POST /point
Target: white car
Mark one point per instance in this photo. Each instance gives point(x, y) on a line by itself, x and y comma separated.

* * *

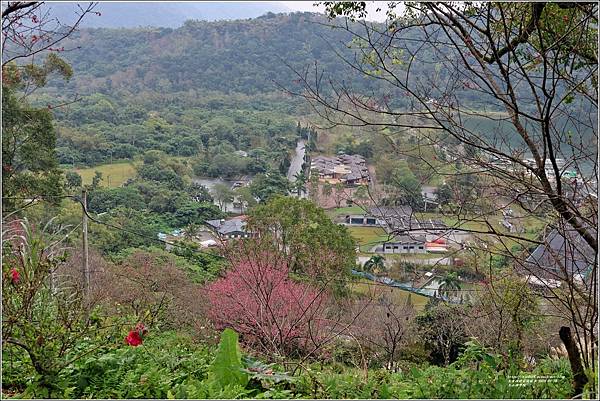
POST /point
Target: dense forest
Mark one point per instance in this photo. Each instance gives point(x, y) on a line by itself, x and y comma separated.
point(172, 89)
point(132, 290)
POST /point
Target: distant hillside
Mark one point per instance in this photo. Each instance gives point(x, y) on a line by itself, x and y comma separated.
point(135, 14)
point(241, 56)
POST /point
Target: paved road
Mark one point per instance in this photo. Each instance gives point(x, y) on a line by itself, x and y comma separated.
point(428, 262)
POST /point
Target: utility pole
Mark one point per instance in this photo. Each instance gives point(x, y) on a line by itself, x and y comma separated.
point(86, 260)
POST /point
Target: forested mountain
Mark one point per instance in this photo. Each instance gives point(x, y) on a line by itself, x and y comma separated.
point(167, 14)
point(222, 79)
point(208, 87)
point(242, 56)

* * *

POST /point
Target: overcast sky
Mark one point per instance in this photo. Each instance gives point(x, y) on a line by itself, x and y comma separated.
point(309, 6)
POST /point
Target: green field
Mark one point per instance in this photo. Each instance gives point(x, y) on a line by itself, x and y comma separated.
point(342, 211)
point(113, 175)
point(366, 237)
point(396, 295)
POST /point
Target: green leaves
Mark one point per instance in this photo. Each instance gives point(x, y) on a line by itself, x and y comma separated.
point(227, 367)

→ **To do**
Pull out each line of the rows above that contains the string "Target", and list those lines in the order they appear.

→ **Response to the exercise**
Target: white car
Target: dense forest
Target: distant hillside
Target: paved road
Target: utility pole
Target: forested mountain
Target: overcast sky
Target: green field
Target: green leaves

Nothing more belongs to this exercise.